§ **Text excerpt**
● ● ● ● ●
What is Play Therapy?
The Association for Play Therapy (APT) defines Play Therapy as “the systematic use of a theoretical model to establish an interpersonal process where trained Play Therapists help clients prevent or resolve psychosocial difficulties and achieve optimal growth and development.” Play Therapy provides therapist and parents an opportunity to further explore and understand a child’s world directly from the hands and perspective of a child.
There is often a misconception with Play Therapy, which perceives that children are engaging in an activity such as recess time. At first glance, this perception may seem true. However, upon deeper examination and assessment, an individual or parent will discover that a child’s play in Play Therapy is, in fact, meaningful play.
Our patients here at PediaPlex see so much progress with the help of Play Therapy. Many of our patients see our Play Therapist in addition to seeing one of our therapists. The collaboration between our Speech, Occupational, ABA, and Play Therapists really helps to make a difference in patients’ treatment. They are all able to come together and share their plans to ensure that each child is getting the best, fully-rounded plan of care.
Importance of Play
According to Albert Einstein “Play is the highest form of research.” Play is a significant part of development for all children. Research has reported that play has been proven to influence healthy relationships and enhance an individual’s emotional well-being and sense of self. A child is able to communicate and process feelings, personal experiences, and psychological/emotional stressors through his or her own natural “language”, otherwise known as play.
For Children, Play IS Therapy
Adults or young adolescents may attend mental health counseling or what is commonly referred to as “Talk Therapy” in order to better cope with psychosocial stressors. During this therapeutic process, an adult or teenager is provided a safe and supportive atmosphere to problem solve solutions and express feelings and thoughts with a mental health therapist. Now imagine a 2-year old or 8-year old seeking this same type of mental health therapy. Picture a child sitting on a couch, while a therapist encourages him to express his emotional concerns or discuss his feelings related to his life experiences. For many children (and some young adolescents), this type of approach to therapy would be developmentally difficult and non-effective. Play Therapy provides a unique child-centered approach to therapy, where children can experience the similar benefits of traditional Talk Therapy.
● ● ● ● ●
§ **Record extracts**
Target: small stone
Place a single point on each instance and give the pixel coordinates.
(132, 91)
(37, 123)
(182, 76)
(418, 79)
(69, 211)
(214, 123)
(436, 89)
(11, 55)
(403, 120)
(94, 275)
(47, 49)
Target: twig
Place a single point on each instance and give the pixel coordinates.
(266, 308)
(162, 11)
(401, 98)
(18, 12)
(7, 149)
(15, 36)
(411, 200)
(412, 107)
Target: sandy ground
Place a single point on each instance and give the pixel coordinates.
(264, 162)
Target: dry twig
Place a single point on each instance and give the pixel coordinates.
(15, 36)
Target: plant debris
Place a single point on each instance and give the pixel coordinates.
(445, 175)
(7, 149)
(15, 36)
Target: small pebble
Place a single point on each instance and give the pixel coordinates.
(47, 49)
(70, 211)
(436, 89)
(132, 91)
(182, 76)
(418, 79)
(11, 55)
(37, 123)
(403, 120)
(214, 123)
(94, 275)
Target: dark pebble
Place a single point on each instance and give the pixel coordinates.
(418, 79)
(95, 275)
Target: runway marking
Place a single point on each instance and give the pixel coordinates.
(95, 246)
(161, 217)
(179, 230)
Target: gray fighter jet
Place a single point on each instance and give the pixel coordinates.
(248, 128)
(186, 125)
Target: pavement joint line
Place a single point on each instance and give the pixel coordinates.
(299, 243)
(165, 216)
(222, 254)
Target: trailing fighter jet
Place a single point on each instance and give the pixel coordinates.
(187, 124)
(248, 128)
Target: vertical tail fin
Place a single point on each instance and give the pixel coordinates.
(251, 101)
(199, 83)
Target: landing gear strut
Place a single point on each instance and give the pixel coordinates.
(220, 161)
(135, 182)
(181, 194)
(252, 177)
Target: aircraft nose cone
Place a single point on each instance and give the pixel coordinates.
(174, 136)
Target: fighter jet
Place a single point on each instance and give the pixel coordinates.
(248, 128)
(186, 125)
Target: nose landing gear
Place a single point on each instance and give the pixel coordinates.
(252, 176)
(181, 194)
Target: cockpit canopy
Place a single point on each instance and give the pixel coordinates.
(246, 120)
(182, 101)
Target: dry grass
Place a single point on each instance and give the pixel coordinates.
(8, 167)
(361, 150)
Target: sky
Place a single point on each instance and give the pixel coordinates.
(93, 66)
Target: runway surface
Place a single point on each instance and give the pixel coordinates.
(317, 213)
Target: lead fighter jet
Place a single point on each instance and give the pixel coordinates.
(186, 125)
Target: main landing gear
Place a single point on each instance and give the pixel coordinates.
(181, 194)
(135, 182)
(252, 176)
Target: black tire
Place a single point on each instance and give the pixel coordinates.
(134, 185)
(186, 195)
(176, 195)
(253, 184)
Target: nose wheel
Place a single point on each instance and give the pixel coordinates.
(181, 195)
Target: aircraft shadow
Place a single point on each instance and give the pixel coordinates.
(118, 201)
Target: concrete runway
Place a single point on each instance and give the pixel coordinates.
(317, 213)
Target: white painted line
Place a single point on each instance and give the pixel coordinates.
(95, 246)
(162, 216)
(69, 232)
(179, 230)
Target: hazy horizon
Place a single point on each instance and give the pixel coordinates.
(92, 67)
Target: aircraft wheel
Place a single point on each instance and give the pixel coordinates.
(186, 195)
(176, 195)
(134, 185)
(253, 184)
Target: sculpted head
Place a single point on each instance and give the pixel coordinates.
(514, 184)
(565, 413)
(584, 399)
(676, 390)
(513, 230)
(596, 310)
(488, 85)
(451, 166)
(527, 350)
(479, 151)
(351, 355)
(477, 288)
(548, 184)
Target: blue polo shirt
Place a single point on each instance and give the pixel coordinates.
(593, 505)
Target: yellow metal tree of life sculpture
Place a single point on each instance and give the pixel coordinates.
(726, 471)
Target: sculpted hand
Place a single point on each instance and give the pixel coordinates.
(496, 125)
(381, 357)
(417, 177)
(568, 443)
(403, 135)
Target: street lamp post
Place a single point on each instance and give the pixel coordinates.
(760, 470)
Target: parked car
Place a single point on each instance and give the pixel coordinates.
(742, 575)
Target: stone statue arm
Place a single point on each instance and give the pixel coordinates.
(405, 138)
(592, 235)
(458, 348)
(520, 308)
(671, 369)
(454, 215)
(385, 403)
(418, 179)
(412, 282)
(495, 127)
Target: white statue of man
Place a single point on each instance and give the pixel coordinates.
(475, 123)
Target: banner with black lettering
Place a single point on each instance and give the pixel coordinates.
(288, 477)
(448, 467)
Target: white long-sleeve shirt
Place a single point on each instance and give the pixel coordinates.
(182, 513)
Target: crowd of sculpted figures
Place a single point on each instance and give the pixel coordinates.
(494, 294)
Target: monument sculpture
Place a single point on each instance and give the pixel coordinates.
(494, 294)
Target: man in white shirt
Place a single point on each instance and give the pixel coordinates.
● ● ● ● ●
§ **Questions on the material**
(1) Extract from the play therapy article the passage beginning at "The Association for" and stopping after "of a child.".
(2) According to the play therapy article, which four kinds of therapists collaborate at PediaPlex?
The entries stand apart from the play therapy article and are not connected to it.

§ **Results in order**
(1)
The Association for Play Therapy (APT) defines Play Therapy as “the systematic use of a theoretical model to establish an interpersonal process where trained Play Therapists help clients prevent or resolve psychosocial difficulties and achieve optimal growth and development.” Play Therapy provides therapist and parents an opportunity to further explore and understand a child’s world directly from the hands and perspective of a child.

(2) Speech, Occupational, ABA, and Play Therapists.